┌──

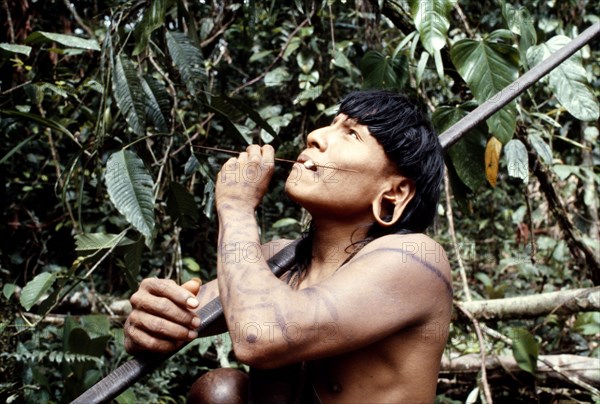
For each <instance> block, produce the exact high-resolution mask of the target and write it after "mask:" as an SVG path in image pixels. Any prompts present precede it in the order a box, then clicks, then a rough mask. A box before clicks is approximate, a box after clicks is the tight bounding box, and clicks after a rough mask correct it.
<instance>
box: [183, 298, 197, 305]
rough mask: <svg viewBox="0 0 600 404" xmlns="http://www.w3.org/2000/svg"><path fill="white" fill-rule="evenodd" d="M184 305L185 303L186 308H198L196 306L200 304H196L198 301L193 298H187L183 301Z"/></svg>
mask: <svg viewBox="0 0 600 404" xmlns="http://www.w3.org/2000/svg"><path fill="white" fill-rule="evenodd" d="M185 303H186V304H187V305H188V306H190V307H198V305H199V304H200V303H199V302H198V300H197V299H196V298H194V297H190V298H188V299H187V300H186V301H185Z"/></svg>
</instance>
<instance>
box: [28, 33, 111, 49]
mask: <svg viewBox="0 0 600 404" xmlns="http://www.w3.org/2000/svg"><path fill="white" fill-rule="evenodd" d="M25 42H26V43H42V42H56V43H59V44H61V45H63V46H66V47H68V48H78V49H87V50H95V51H99V50H100V46H98V42H96V41H95V40H93V39H85V38H80V37H78V36H73V35H65V34H57V33H54V32H43V31H36V32H32V33H31V34H29V36H28V37H27V39H26V40H25Z"/></svg>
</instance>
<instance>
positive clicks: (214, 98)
mask: <svg viewBox="0 0 600 404" xmlns="http://www.w3.org/2000/svg"><path fill="white" fill-rule="evenodd" d="M215 98H222V99H223V102H226V103H228V104H230V105H231V106H233V107H234V108H236V109H238V110H239V111H240V112H243V113H245V114H247V115H248V117H249V118H250V119H252V120H253V121H254V123H256V124H257V125H258V126H260V127H261V128H262V129H264V130H266V131H267V132H268V133H269V134H270V135H271V136H273V137H274V138H277V139H279V135H278V134H277V132H276V131H275V129H273V127H272V126H271V125H270V124H269V123H268V122H267V121H266V120H265V119H263V117H262V116H261V115H260V113H259V112H257V111H256V110H255V109H253V108H250V107H249V106H248V105H247V104H246V103H245V102H244V101H243V100H241V99H239V98H232V97H227V96H221V97H213V100H214V99H215Z"/></svg>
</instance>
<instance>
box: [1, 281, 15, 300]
mask: <svg viewBox="0 0 600 404" xmlns="http://www.w3.org/2000/svg"><path fill="white" fill-rule="evenodd" d="M16 288H17V285H15V284H14V283H5V284H4V286H3V287H2V294H3V295H4V298H5V299H6V300H8V299H10V297H11V296H12V295H13V293H14V292H15V289H16Z"/></svg>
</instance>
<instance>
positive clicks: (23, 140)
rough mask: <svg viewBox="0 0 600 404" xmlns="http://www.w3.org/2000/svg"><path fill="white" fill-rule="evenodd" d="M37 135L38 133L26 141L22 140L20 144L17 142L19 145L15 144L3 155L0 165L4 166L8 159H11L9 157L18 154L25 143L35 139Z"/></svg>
mask: <svg viewBox="0 0 600 404" xmlns="http://www.w3.org/2000/svg"><path fill="white" fill-rule="evenodd" d="M37 135H38V133H34V134H33V135H31V136H29V137H28V138H27V139H24V140H22V141H21V142H19V144H17V145H16V146H15V147H13V148H12V149H10V150H9V151H8V153H6V154H5V155H4V157H2V158H1V159H0V164H4V163H6V162H7V161H8V159H10V158H11V156H12V155H13V154H15V153H16V152H18V151H19V150H20V149H21V147H23V146H25V145H26V144H27V143H29V142H30V141H31V140H33V138H35V137H36V136H37Z"/></svg>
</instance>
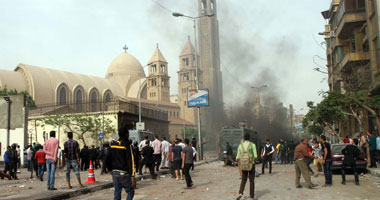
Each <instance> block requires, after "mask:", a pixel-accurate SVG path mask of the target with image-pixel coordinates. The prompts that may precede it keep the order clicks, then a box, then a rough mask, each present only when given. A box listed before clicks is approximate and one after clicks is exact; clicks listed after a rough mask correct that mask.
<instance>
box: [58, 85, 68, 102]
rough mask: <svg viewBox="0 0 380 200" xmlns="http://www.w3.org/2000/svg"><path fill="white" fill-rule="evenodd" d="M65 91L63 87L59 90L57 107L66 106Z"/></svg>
mask: <svg viewBox="0 0 380 200" xmlns="http://www.w3.org/2000/svg"><path fill="white" fill-rule="evenodd" d="M66 98H67V91H66V88H65V87H64V86H63V87H61V88H60V89H59V97H58V105H66V103H67V100H66Z"/></svg>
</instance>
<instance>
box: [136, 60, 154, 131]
mask: <svg viewBox="0 0 380 200" xmlns="http://www.w3.org/2000/svg"><path fill="white" fill-rule="evenodd" d="M152 63H153V62H150V63H148V64H146V65H145V66H143V67H142V68H143V70H144V68H145V67H146V66H149V65H151V64H152ZM138 92H139V94H138V95H139V124H141V71H139V91H138ZM136 130H137V127H136Z"/></svg>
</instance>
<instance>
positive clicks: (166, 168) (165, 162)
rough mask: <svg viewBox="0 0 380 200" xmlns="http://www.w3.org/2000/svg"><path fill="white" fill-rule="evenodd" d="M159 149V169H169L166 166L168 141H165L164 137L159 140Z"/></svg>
mask: <svg viewBox="0 0 380 200" xmlns="http://www.w3.org/2000/svg"><path fill="white" fill-rule="evenodd" d="M161 145H162V146H161V148H162V149H161V151H162V161H161V169H169V166H168V161H167V158H168V153H169V146H170V143H169V142H168V141H166V137H164V140H163V141H162V142H161Z"/></svg>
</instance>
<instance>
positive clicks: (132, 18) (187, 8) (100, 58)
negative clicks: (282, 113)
mask: <svg viewBox="0 0 380 200" xmlns="http://www.w3.org/2000/svg"><path fill="white" fill-rule="evenodd" d="M156 2H157V3H156ZM216 2H217V9H218V11H217V12H218V14H217V15H218V20H219V32H220V47H221V49H220V57H221V70H222V73H223V86H224V101H225V103H226V105H227V106H228V105H233V104H239V103H242V102H240V101H241V97H242V96H244V97H245V98H250V96H252V95H255V93H253V92H252V90H250V89H249V88H250V87H251V86H258V85H262V84H265V85H268V88H265V90H264V91H262V93H263V95H265V93H275V94H277V95H278V96H279V97H280V101H281V102H283V103H284V105H285V106H288V105H289V104H293V105H294V107H295V108H296V109H298V111H299V112H300V113H305V112H306V102H307V101H315V102H319V101H320V99H321V97H320V96H319V91H321V90H324V91H326V90H327V82H326V76H325V75H324V74H322V73H318V72H316V71H314V70H313V68H316V67H320V66H321V68H322V69H324V66H325V61H324V60H321V59H318V58H317V59H315V56H316V55H318V56H320V57H322V58H325V57H326V56H325V50H324V49H323V47H321V46H320V43H322V42H323V38H322V37H321V36H319V35H318V32H323V31H324V25H325V23H326V21H325V20H324V19H323V17H322V15H321V11H324V10H327V9H328V8H329V5H330V2H331V1H329V0H319V1H315V0H302V1H299V0H274V1H268V0H255V1H252V0H239V1H236V0H217V1H216ZM158 4H160V5H161V6H159V5H158ZM197 6H198V5H197V0H112V1H105V0H96V1H94V0H12V1H8V0H0V68H1V69H7V70H14V68H15V67H16V66H17V64H19V63H24V64H30V65H36V66H41V67H47V68H53V69H59V70H64V71H69V72H75V73H81V74H88V75H93V76H98V77H104V76H105V73H106V71H107V68H108V66H109V64H110V63H111V62H112V60H113V59H114V58H116V57H117V56H118V55H120V54H121V53H122V52H123V49H122V47H123V46H124V45H127V46H128V48H129V49H128V52H129V53H130V54H132V55H133V56H135V57H136V58H137V59H138V60H139V61H140V63H141V64H142V65H146V64H147V63H148V61H149V59H150V57H151V56H152V54H153V52H154V50H155V48H156V45H157V44H159V47H160V50H161V52H162V53H163V55H164V56H165V58H166V60H167V61H168V63H169V64H168V66H169V76H171V81H170V84H171V94H172V95H173V94H177V93H178V86H177V82H178V79H177V71H178V70H179V54H180V53H181V50H182V48H183V47H184V45H185V43H186V41H187V38H188V36H190V38H191V40H193V39H194V36H193V23H192V21H190V20H187V19H185V18H176V17H173V16H171V12H181V13H184V14H186V15H190V16H197V15H198V13H197V12H198V11H197ZM313 59H314V60H313ZM318 65H320V66H318ZM264 104H265V102H264ZM302 108H304V109H303V110H302ZM296 112H297V111H296Z"/></svg>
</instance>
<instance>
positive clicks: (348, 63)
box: [337, 52, 370, 71]
mask: <svg viewBox="0 0 380 200" xmlns="http://www.w3.org/2000/svg"><path fill="white" fill-rule="evenodd" d="M369 60H370V55H369V52H351V53H346V54H345V55H344V57H343V59H342V61H341V62H340V64H339V65H338V69H337V70H338V71H346V70H347V69H349V67H350V66H353V65H364V64H367V63H368V62H369Z"/></svg>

└──

▶ **ACTIVITY**
Count the lines in the records above that contain the word "prompts" with case taken into account, and reply with only that number.

▶ **SOLUTION**
2